▸ TASK DETAILS:
Print the whole listing again, exactly as it stands.

▸ STORED DATA:
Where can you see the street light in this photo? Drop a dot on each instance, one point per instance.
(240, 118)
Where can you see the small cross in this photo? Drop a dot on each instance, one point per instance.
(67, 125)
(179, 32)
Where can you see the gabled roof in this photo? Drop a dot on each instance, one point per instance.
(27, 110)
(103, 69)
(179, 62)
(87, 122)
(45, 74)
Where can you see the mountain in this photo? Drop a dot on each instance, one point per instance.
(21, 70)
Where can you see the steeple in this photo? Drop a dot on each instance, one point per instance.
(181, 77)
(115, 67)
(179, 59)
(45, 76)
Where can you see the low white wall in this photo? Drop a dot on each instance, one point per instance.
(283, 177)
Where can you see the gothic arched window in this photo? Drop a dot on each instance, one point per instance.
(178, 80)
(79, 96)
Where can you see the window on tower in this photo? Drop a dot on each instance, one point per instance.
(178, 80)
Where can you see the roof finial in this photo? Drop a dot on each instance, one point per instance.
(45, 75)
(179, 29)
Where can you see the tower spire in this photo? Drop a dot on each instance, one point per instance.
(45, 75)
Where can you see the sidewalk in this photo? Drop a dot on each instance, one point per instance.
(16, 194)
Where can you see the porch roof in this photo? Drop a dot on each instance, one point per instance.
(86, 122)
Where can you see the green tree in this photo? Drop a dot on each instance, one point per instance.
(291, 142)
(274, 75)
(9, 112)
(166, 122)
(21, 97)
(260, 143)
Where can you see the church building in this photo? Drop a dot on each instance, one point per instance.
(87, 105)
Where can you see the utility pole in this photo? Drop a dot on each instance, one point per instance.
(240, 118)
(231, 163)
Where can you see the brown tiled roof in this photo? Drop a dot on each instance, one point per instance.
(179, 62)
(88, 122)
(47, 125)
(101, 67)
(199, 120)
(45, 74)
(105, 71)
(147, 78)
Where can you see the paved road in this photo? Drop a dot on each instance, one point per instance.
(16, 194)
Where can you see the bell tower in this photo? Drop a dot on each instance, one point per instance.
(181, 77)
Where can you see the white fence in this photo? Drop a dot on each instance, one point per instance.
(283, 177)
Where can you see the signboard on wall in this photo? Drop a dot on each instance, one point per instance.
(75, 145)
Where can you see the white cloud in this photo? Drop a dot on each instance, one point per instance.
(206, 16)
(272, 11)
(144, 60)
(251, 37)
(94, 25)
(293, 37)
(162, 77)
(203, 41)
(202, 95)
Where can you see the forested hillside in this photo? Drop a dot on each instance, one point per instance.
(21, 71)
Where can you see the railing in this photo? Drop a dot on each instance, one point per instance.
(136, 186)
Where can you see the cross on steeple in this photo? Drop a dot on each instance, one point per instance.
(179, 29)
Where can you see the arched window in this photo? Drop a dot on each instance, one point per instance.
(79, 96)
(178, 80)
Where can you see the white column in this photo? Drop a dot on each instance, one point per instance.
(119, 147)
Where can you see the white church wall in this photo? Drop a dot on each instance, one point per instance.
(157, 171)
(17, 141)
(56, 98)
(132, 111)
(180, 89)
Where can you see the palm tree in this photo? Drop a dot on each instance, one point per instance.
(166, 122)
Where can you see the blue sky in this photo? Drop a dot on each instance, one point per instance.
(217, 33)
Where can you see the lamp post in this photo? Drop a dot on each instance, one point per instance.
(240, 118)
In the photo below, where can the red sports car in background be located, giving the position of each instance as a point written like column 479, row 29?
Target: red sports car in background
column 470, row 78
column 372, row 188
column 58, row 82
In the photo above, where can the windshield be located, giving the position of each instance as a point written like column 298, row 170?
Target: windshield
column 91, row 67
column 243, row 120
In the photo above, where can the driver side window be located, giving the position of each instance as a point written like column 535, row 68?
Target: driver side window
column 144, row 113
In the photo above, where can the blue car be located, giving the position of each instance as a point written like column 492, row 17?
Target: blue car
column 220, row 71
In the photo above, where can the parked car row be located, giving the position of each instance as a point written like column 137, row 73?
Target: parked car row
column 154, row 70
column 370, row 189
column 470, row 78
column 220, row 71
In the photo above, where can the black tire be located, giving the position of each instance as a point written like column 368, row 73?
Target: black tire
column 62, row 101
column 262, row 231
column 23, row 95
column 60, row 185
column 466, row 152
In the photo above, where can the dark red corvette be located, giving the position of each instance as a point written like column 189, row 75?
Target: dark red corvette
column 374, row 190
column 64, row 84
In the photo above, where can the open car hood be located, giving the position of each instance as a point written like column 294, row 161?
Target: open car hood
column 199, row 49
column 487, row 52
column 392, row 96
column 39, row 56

▸ WRITTEN REPLY:
Where can you see the street light in this photo? Drop a dot on each instance, one point per instance.
(240, 118)
Where can you see the small cross in this photo? Drop a dot on each instance, one point per instance.
(67, 125)
(179, 32)
Where can you see the gabled roof in this photo? Drop a dot on each instance, one point per instance.
(27, 110)
(103, 69)
(179, 62)
(87, 122)
(45, 74)
Where can you see the mountain in this photo? Drop a dot on each instance, one point per instance.
(21, 70)
Where can you see the steeple in this photo? Drop a dot on each instance, one point per instance.
(181, 77)
(115, 67)
(179, 59)
(45, 76)
Where can you see the low white wall in this photo? Drop a dot on each instance, one point per instance.
(283, 177)
Where can you see the gothic arched window in this photo? Drop a dot on each instance, one point per instance.
(178, 80)
(79, 96)
Where can you see the window on tower in this photo? Drop a dot on each instance, one point per instance.
(178, 80)
Where can you see the roof finial in this photo? Drop a dot on each instance, one point per instance.
(45, 75)
(179, 29)
Where can you see the tower spire in this photo? Drop a dot on each instance, one point per instance.
(45, 75)
Where can you see the sidewalk in this photo? Drop a dot on each instance, one point per instance.
(16, 194)
Where can you see the porch roof in this photo? Drop a dot on each instance, one point per instance.
(86, 122)
Where can you see the green tree in this photo? Drop a dot on each instance, one point per instance.
(291, 142)
(274, 75)
(9, 112)
(166, 122)
(21, 97)
(260, 143)
Where can you see the church building in this photo? Drop a dot on each instance, one point per instance.
(87, 105)
Where can you see the utility pole in this photo? Drop a dot on each instance, one point per instance.
(240, 118)
(231, 163)
Where can you see the brown tiled roof in this photo? Drop a dot on each instance, one point per instance.
(179, 62)
(88, 122)
(47, 125)
(101, 67)
(199, 120)
(45, 74)
(105, 71)
(147, 78)
Where can you see the paved road in this photo? Drop a dot on each instance, one point per instance.
(16, 194)
Where can you see the bell tower in this photo? Drop a dot on each instance, one point per instance.
(181, 77)
Where can you see the white fence in this photo? Drop a dot on each instance, one point per instance.
(283, 177)
Where can you see the signboard on wall in this photo? Drop a dot on each instance, one point per instance.
(75, 145)
Where can you see the white cloud in this photo? Drop a dot on each instance, one point per instance.
(206, 16)
(272, 11)
(144, 60)
(251, 37)
(94, 25)
(293, 37)
(162, 77)
(203, 41)
(202, 95)
Where can you see the forested hillside in this photo? Drop a dot on each instance, one point per instance.
(21, 71)
Where can you see the railing in this photo? Drop a dot on each instance, one point per instance.
(136, 186)
Where can you see the cross on steeple in this photo? Drop a dot on each instance, one point per instance.
(179, 29)
Where can you see the arched window in this photo? Drop a dot on each instance, one point per instance.
(79, 96)
(178, 80)
Where can you see the white column in this photo? Drop a dot on each instance, one point per instance.
(119, 147)
Where can you see the white church wall in this photo? Drop a dot on each instance, one point per instance.
(157, 171)
(17, 141)
(56, 98)
(132, 111)
(180, 89)
Where can you see the palm tree in this photo? Drop a dot on each instance, one point per instance.
(166, 122)
Where can you see the blue sky in this photo? Drop a dot on each instance, one point per instance.
(217, 33)
Where can you see the lamp post in this photo? Drop a dot on each instance, one point per instance.
(240, 118)
In the photo below, where can the red sports car in background be located, giving the position of each instance as a point written like column 479, row 29?
Target: red sports car in background
column 470, row 78
column 372, row 188
column 58, row 82
In the photo above, where can the windshield be located, giving the position of each instance as a point written like column 298, row 170?
Target: windshield
column 91, row 67
column 243, row 120
In the photo above, where can the driver side window be located, giving the position of each instance as a point written like column 535, row 68?
Target: driver side window
column 144, row 113
In the photo above, where can the blue car be located, giving the position of each instance as a point written like column 492, row 17?
Target: blue car
column 220, row 71
In the photo above, where can the parked car row be located, giving the position of each instance as a point written like column 137, row 73?
Target: parked car row
column 154, row 70
column 370, row 189
column 470, row 78
column 220, row 71
In the photo above, where can the black tire be located, giving the position of each instance as a point written like column 368, row 73?
Target: black tire
column 62, row 101
column 262, row 231
column 23, row 95
column 60, row 185
column 466, row 152
In the photo above, where can the dark red corvette be located, giving the position of each instance as a point written like column 189, row 75?
Target: dark red corvette
column 374, row 190
column 64, row 84
In the photo above, where can the open car hood be located, giving the position of each instance as a point written like column 294, row 161?
Target: open car hood
column 199, row 49
column 487, row 52
column 392, row 96
column 39, row 56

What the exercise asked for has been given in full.